*Exercise instructions*.
Write out the records below once more, exactly as they stand.

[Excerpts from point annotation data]
_ _ _ _ _ _ _
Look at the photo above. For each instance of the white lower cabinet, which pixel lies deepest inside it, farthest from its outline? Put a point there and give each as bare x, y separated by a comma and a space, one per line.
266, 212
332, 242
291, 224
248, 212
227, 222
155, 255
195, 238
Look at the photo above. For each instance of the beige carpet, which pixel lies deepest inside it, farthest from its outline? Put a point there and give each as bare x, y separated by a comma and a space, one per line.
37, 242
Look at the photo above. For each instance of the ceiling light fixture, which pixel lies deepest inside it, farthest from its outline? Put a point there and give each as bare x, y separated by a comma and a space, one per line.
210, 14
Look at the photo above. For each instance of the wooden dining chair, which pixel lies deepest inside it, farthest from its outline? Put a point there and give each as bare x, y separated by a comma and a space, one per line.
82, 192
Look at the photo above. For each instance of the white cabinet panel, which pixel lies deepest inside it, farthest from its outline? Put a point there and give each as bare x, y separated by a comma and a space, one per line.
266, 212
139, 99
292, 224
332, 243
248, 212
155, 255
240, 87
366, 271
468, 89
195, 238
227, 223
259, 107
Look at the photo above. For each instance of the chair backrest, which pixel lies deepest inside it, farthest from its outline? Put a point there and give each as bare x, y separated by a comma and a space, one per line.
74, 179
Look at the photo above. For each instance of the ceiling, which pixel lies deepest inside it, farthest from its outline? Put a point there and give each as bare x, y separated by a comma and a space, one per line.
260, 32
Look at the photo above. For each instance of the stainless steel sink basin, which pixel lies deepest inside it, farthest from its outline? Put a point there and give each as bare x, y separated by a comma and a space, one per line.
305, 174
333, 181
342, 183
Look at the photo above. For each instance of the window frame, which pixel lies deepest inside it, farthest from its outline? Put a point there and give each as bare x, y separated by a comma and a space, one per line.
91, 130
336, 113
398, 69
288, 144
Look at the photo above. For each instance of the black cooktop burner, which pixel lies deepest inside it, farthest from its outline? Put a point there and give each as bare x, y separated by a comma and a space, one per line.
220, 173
_ _ _ _ _ _ _
*Solution*.
Look at the photo above. For each instance of the white lower cabinet, which pixel lies deepest inside it, farthest from its outline? Put a point there and give each as bare x, y separated by a comma and a space, one per line.
266, 212
332, 242
291, 224
248, 212
227, 222
155, 255
195, 238
Look at the photo above. For each instance of the beige carpet, which pixel lies deepest inside it, farthest from its outline? Put a point there and give each as bare x, y separated by a comma and a space, one per line.
37, 242
Look at the photo above. For each instance of the ceiling light fixture, which pixel lies deepest inside it, farthest from its outline? Put a point there and give each as bare x, y separated by a comma and a space, one per line.
210, 14
Look at the photo above. For each instance of the wooden dining chair, which pixel lies deepest inside it, farthest from its outline? Put a point there and give each as bare x, y separated by a comma and a space, one per line.
82, 192
Look at the photo above. For each instance of the white cabinet panel, which pixel lies deepest inside it, farthest from its outline? Put a point there and give each as bare x, y separated by a comma and a space, one per line.
266, 212
139, 99
292, 224
332, 243
248, 212
155, 255
240, 87
366, 271
468, 89
195, 238
227, 223
259, 107
Look at the photo above. For each instance of the chair backrest, which pixel lies deepest inside it, farthest from its outline? Put a point there and give each as bare x, y separated by a comma and a space, one per line.
74, 179
Look at the photo above. For each instance of the ceiling, which pixel lies deepest inside it, farthest from its outline? Put a point there and give each as bare x, y separated by a comma and a space, one per line.
260, 32
Look at the photo above. For each instance of the stainless steel sink basin, which pixel lies deepest inside it, farthest from its outline? Put a point there and give each as bare x, y separated by a comma and a space, one per line.
305, 174
333, 181
342, 183
Look at the photo above. For each instance of the window frame, which pixel lies deepest inside it, farthest from its outline? Put a point there and give each as bare x, y separated by a comma and a space, one per line.
91, 130
336, 113
398, 69
288, 144
Look at the photo above. For each instance of the black cooktop burner, which pixel lies deepest inside it, farthest from its outline? Put a point there and give each as bare x, y separated by a comma and a space, one per line.
220, 173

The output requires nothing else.